━━━━━ Supplied material ━━━━━
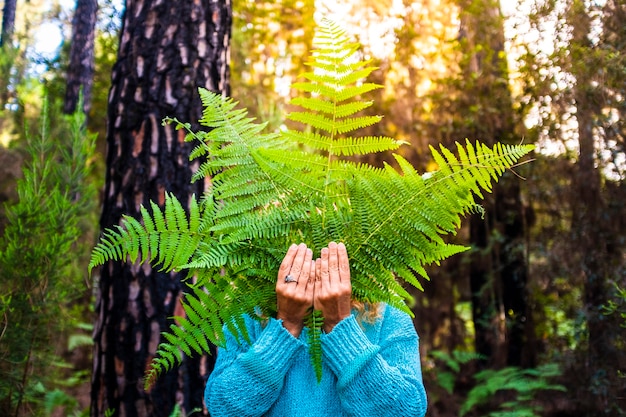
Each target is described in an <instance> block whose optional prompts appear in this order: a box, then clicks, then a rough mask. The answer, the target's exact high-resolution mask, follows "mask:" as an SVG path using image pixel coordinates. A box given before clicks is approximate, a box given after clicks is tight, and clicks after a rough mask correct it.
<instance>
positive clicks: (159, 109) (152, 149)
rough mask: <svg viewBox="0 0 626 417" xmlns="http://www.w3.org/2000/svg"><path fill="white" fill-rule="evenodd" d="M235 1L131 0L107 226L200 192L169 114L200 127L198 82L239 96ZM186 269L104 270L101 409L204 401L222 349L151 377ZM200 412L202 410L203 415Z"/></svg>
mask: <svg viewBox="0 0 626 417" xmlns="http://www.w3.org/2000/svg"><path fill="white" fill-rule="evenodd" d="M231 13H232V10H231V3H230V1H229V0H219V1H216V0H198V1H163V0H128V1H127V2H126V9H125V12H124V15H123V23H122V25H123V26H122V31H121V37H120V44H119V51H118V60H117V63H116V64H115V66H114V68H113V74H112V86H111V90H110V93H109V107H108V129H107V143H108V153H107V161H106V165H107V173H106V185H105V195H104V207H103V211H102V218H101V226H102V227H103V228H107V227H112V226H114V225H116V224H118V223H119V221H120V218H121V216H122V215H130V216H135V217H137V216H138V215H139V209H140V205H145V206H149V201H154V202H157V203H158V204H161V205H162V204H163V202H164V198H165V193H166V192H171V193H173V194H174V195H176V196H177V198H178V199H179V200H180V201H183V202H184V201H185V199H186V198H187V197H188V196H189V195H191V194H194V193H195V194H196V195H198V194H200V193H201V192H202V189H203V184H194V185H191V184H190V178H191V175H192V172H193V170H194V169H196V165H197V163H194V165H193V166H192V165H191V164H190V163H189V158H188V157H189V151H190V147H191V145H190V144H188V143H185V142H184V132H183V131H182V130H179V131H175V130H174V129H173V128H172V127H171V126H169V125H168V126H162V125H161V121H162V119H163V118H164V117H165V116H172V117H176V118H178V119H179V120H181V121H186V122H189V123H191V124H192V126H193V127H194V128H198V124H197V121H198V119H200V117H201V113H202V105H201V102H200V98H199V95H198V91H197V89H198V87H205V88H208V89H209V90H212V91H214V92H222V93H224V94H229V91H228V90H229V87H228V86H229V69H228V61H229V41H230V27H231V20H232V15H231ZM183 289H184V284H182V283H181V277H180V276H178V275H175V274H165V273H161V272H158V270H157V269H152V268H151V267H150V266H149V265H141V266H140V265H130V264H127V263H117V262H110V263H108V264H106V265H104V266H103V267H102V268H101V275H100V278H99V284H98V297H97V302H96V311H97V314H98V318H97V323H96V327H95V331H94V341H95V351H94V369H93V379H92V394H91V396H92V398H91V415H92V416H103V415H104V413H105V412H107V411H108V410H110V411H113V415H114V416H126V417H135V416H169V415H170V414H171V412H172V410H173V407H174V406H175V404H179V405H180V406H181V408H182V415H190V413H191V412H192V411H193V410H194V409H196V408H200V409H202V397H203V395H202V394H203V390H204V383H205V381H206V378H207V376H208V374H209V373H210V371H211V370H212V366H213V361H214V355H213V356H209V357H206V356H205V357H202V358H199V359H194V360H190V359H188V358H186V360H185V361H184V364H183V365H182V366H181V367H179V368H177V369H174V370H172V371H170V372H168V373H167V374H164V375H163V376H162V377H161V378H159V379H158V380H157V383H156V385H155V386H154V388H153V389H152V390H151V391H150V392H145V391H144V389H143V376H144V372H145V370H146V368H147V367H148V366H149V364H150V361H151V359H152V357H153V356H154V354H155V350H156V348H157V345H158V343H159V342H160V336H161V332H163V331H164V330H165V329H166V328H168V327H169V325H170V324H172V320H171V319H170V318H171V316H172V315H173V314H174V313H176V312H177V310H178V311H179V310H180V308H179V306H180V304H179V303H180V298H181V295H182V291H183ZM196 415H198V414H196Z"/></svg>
━━━━━
Reproduce every line of the records above verbatim, omitting the pictures.

(Exercise output):
Each target is described in an <instance> block whose optional prompts appear in this order: a box, then clicks, then a rough mask. The answer, the target's exact high-resolution mask, follows "mask:" as an SVG path using image pixel coordinates. A box given before clicks is approximate, a box given after clicks is tight, and clicks after a rough mask correct it.
<instance>
positive clicks: (159, 109) (152, 149)
rough mask: <svg viewBox="0 0 626 417" xmlns="http://www.w3.org/2000/svg"><path fill="white" fill-rule="evenodd" d="M235 1L131 0L107 226L200 192L169 114L200 127L198 82L239 96ZM186 269L104 270L101 409L204 401L222 349L151 377ZM200 412L202 410L203 415Z"/></svg>
mask: <svg viewBox="0 0 626 417" xmlns="http://www.w3.org/2000/svg"><path fill="white" fill-rule="evenodd" d="M231 13H232V10H231V3H230V1H229V0H219V1H216V0H198V1H163V0H128V1H127V2H126V9H125V12H124V15H123V23H122V25H123V26H122V31H121V37H120V44H119V51H118V60H117V63H116V64H115V66H114V68H113V74H112V86H111V90H110V93H109V107H108V129H107V143H108V153H107V161H106V165H107V173H106V185H105V195H104V207H103V211H102V218H101V226H102V227H103V228H107V227H112V226H114V225H116V224H118V223H119V221H120V218H121V216H122V215H130V216H135V217H137V216H138V215H139V209H140V205H145V206H149V201H154V202H157V203H158V204H161V205H162V204H163V202H164V198H165V193H166V192H171V193H173V194H174V195H176V196H177V198H178V199H179V200H180V201H183V202H184V201H185V199H186V198H187V197H188V196H189V195H191V194H194V193H195V194H196V195H198V194H200V193H201V192H202V189H203V184H194V185H191V184H190V178H191V175H192V172H193V170H194V169H196V165H197V163H194V165H193V166H192V165H191V164H190V163H189V158H188V157H189V151H190V147H191V145H190V144H188V143H185V142H184V132H183V131H182V130H179V131H175V130H174V129H173V128H172V127H171V126H169V125H168V126H162V125H161V121H162V119H163V118H164V117H165V116H172V117H176V118H178V119H179V120H181V121H186V122H189V123H191V124H192V126H193V127H194V128H198V124H197V121H198V119H200V117H201V113H202V105H201V102H200V98H199V95H198V91H197V89H198V87H205V88H208V89H209V90H212V91H214V92H222V93H224V94H229V91H228V90H229V87H228V86H229V69H228V61H229V41H230V27H231V20H232V15H231ZM183 289H184V284H182V283H181V277H180V276H178V275H175V274H165V273H161V272H158V270H157V269H152V268H151V267H150V266H149V265H141V266H140V265H130V264H127V263H117V262H110V263H108V264H106V265H104V266H103V267H102V268H101V275H100V278H99V284H98V297H97V302H96V311H97V314H98V318H97V323H96V327H95V331H94V341H95V351H94V369H93V379H92V394H91V396H92V398H91V415H92V416H103V415H104V413H105V412H107V411H108V410H110V411H113V415H114V416H126V417H135V416H169V415H170V414H171V412H172V410H173V407H174V406H175V404H179V405H180V406H181V408H182V415H190V413H191V412H192V411H193V410H194V409H196V408H200V409H202V397H203V395H202V394H203V390H204V383H205V381H206V378H207V376H208V374H209V373H210V371H211V370H212V366H213V361H214V355H213V356H209V357H206V356H205V357H202V358H199V359H194V360H190V359H188V358H186V360H185V361H184V364H183V365H182V366H181V367H179V368H177V369H174V370H172V371H170V372H168V373H167V374H164V375H163V376H162V377H161V378H159V379H158V380H157V383H156V385H155V386H154V388H153V389H152V390H151V391H150V392H145V391H144V389H143V376H144V372H145V370H146V368H147V367H148V366H149V364H150V361H151V359H152V357H153V356H154V354H155V350H156V348H157V345H158V343H159V342H160V336H161V332H163V331H164V330H165V329H166V328H168V327H169V325H170V324H172V320H171V319H170V318H171V316H172V315H173V314H174V313H176V312H177V310H178V311H179V310H180V308H179V306H180V304H179V303H180V298H181V295H182V291H183ZM196 415H198V414H196Z"/></svg>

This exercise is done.